#### Selected passage ####

Like the butterfly’s wings causing a storm thousands of miles away, SNOWBALL reveals how one small act can affect so many people’s lives. It also points out that no matter how cruel an individual may be, there could always be one person who loves them.


As gently as falling snow, it’s a story piling layer upon layer of horror, until the reader is weighed down by all that’s happened but continues hoping for a Happy Ending, that everything will turn out all right. After all, it’s Christmas Eve, isn’t it? Bad things can’t happen on Christmas Eve.


Can they?



Snowball

By Shawn Macomber

(for Rue Morgue.com)

August 2020


New Hampshire author Bastianelli follows up a pair of clever, underappreciated shockers, LOONIES (2015) and JOKERS CLUB (2011), with this delightfully deranged tale that reads like a Greatest Hits of Yuletide horror: Modern-day Donner-Party-esque stranding in a blizzard? Check. Ghosts in the squalls? Check. Mystical snow globe? Check. A gang of characters on the Naughty List? Check. "Twisted toymaker"? Check. Murderous supernatural creatures stalking? Check.


SNOWBALL isn't going to be optioned as a Hallmark holiday movie of the week anytime soon, but if you want a Halloween-infused Christmas terror tale to help get you through this long, hot quarantine summer, Bastianelli has got you covered ... with several feet of bloodsoaked snow.



Snowball

By Seven Jane

(for The Nerd Daily)

January 2020


In "Snowball", an upcoming holiday horror/thriller from author Gregory Bastianelli, the ghosts of winters past come out to play when a group of weary travellers find themselves snowbound on Christmas Eve. The only problem is: the road they thought they were travelling has just taken them somewhere very different than they expected, and there are no gifts waiting on the other side of the blizzard for this unlucky caravan.

#### Raw data ####

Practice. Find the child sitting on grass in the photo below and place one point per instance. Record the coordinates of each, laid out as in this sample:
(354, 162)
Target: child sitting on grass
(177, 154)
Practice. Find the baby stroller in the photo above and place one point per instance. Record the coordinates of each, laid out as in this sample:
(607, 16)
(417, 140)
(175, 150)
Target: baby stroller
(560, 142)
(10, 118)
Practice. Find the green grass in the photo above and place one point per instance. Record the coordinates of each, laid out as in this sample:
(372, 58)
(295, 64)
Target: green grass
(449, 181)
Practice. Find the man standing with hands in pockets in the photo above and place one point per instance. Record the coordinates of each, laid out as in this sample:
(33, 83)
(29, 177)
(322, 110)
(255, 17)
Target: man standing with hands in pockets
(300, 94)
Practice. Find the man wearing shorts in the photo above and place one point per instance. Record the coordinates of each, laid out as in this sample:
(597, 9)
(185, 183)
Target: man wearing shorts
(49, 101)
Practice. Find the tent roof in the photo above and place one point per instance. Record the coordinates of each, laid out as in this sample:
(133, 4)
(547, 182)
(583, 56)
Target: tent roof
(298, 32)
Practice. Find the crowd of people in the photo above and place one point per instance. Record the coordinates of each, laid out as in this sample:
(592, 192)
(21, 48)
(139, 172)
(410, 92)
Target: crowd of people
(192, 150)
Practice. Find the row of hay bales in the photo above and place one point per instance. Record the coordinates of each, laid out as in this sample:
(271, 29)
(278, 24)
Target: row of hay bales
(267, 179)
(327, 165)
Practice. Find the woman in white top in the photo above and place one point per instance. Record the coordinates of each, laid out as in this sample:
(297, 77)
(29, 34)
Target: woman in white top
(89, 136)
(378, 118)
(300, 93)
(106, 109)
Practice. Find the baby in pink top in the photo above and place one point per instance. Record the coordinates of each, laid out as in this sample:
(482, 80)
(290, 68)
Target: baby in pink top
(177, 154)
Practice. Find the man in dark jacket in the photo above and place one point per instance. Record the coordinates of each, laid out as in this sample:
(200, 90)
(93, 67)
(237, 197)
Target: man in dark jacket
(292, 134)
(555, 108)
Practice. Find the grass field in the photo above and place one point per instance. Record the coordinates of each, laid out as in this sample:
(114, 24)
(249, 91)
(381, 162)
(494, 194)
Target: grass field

####

» **To do**
a) Condense the paragraph of the Snowball reviews that begins "New Hampshire author Bastianelli follows up" into a bulleted list that keeps its main facts.
b) Answer from the Snowball reviews, one answer per line, labeled to match:
(i) What site was Shawn Macomber's review written for?
(ii) In what month and year is Seven Jane's review dated?
(iii) On what night do the travelers become snowbound, according to Seven Jane?
c) Copy everything in the Snowball reviews from "Like the butterfly’s" down to "happen on Christmas Eve.".
The records were taken from a different source than the Snowball reviews.

» **Answers to this exercise**
a)
- Bastianelli is a New Hampshire author.
- His earlier books were LOONIES (2015) and JOKERS CLUB (2011), described as clever, underappreciated shockers.
- SNOWBALL is called a delightfully deranged tale that reads like a Greatest Hits of Yuletide horror.
- Its elements include:
  - a modern-day stranding in a blizzard, like the Donner Party
  - ghosts in the squalls
  - a mystical snow globe
  - a gang of characters on the Naughty List
  - a "twisted toymaker"
  - murderous supernatural creatures stalking

b)
(i) Rue Morgue.com
(ii) January 2020
(iii) Christmas Eve

c)
Like the butterfly’s wings causing a storm thousands of miles away, SNOWBALL reveals how one small act can affect so many people’s lives. It also points out that no matter how cruel an individual may be, there could always be one person who loves them.


As gently as falling snow, it’s a story piling layer upon layer of horror, until the reader is weighed down by all that’s happened but continues hoping for a Happy Ending, that everything will turn out all right. After all, it’s Christmas Eve, isn’t it? Bad things can’t happen on Christmas Eve.